**Task prompt**
Write the next part of the travel journal entry about the Bahrain stopover, starting right after its final sentence.

Start of Passage shown

Monday, 19 October 2009

Stopover

13th October 2009 – Day 15 – Manama and Muharraq, Bahrain

Bahrain announces an outbreak of Flag Flu

I woke up at 7.30, probably the earliest I’ve woken up since the trip began. As I looked around to consider my surroundings I noted two things. Firstly, I was on a plane. Secondly, I was hungover. What the hell was going on?? Ah yes… I’m in Bahrain. My head is rattling, I’m falling asleep on my feet, and I have to entertain myself on a hot Gulf day in a country I know nothing about for the next 10 hours. Just in order to keep some sense of continuity now that we’re in a different continent, we check into a cybercafé for a few hours so that M can finish her thesis. It gets sent off safely to Helsinki, the world cheers, we breathe a sigh of relief heavy enough to set off this season’s typhoon season in the Bay of Bengal, and then we head off to an Indian restaurant where we get service the kinds of which we would more expect in a tourist market in Cairo. “This one? Take this one. No? Are you sure? It’s very good! I’m sure you will like it. Will you take it? No? OK, now there is this one. Shall I get this one for you? Shall I? One Chicken korma, OK. Now you must choose a soup. Here is the soup menu. Look at that. So which soup? And which bread? And a Cola? How about two Colas?” It went on like this for about 10 minutes until we managed to order something which didn’t include half of the menu, ate it and then wandered around, as one tends to do in a place where there is not much else to do.


Old and new rub shoulders in Manama.....

Manama is a funny place – it feels like a small village yet it’s quite big – One street can feature enormous, gleaming glass skyscrapers, some with typically Gulf-style modern architecture, and one block away you’ll find small streets with small shops, men in dishdashas sitting around on benches discussing not much, and tiny alleyways reminiscent of the Aladdin cartoons I watched as a kid. It’s also full of foreign workers – both South Asian and European, and this has brought a very cosmopolitan style to the city. Women is full abeyyas walk next to other women in saris and still others in t-shirts and shorts the likes of which you’d see in any European city (perhaps apart from Helsinki where it’s too cold for it). A city of contrasts, which in only a day, we didn’t really have time to understand. What I did understand was that when you’ve got a dodgy stomach, the worst thing you can do is to gorge yourself on Egyptian jungle juice and my intestines mounted an enormous protest which I needed to go to deal with urgently.

End of Passage shown
Start of Stored records

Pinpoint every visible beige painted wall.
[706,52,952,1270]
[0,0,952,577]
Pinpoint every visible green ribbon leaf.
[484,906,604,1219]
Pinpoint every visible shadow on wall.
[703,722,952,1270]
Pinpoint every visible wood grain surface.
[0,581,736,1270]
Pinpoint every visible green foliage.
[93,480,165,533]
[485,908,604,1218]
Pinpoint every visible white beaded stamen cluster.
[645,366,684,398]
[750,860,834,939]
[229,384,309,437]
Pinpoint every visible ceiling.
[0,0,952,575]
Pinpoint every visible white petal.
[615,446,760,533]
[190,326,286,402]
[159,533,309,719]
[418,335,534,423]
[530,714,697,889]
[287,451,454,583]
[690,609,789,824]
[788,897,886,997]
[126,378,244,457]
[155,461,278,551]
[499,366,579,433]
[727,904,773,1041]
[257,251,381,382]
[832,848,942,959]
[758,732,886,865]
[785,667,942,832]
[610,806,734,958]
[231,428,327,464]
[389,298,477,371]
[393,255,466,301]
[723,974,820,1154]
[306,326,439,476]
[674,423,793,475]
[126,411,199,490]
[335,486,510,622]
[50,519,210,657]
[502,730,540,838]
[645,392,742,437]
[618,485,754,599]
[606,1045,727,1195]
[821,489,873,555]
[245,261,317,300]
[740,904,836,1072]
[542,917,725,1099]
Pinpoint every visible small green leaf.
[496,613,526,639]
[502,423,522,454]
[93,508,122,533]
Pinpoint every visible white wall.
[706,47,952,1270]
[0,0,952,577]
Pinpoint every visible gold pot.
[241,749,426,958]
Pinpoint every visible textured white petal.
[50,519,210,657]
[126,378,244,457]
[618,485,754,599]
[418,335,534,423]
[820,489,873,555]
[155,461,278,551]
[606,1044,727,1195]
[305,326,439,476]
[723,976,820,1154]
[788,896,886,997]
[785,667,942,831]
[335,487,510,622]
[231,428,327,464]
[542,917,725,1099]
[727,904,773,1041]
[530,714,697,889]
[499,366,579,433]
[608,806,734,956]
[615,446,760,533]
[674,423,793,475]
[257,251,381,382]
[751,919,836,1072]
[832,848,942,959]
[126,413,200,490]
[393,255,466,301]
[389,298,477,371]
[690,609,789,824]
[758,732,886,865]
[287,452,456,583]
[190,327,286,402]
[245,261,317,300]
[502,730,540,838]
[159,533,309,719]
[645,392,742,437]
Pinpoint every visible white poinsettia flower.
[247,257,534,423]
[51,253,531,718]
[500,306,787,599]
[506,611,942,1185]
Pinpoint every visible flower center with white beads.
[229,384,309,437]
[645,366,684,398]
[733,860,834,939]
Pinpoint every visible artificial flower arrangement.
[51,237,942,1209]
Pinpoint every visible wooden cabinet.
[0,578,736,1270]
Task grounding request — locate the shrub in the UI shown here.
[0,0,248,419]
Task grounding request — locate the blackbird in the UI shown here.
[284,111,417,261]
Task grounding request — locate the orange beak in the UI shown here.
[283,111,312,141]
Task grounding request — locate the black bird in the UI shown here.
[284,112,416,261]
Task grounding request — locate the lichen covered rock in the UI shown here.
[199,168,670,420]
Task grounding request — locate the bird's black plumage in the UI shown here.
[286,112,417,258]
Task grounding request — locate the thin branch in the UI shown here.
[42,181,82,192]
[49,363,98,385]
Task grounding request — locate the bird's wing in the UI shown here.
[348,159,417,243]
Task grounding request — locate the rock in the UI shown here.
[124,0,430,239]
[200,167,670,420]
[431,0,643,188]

End of Stored records

**Task output**
.....and in most places, new kicks old's butt.

Modernisation and oil money has brought great things to the Gulf. It has also brought with it an evil side and it was into one of these evils that I went to deal with my stomach – an outlet of Starbuck’s on the imaginatively named Government Avenue. Here was Bahrain in a nutshell – an American outlet, where Europeans came to buy coffee and tea from Filipinos and Indians. The amount of foreigners in Bahrain is pretty staggering and from what I saw, the foreigners did most of the work. Most of the shops are run by foreigners; the cafés are manned by foreigners, and so on. Only the state institutions were run by Arabs, it seemed – immigration control, and what I believe is the world’s most lethargic post office, where it took us about an hour to get to the front of the queue and buy stamps for the postcards we’d bought. We didn’t see any police or army – I suppose in a place like that no-one can be bothered to commit crime and in any case, most people work or have oil money thrown at them to allow them to continue sitting around on benches discussing not much.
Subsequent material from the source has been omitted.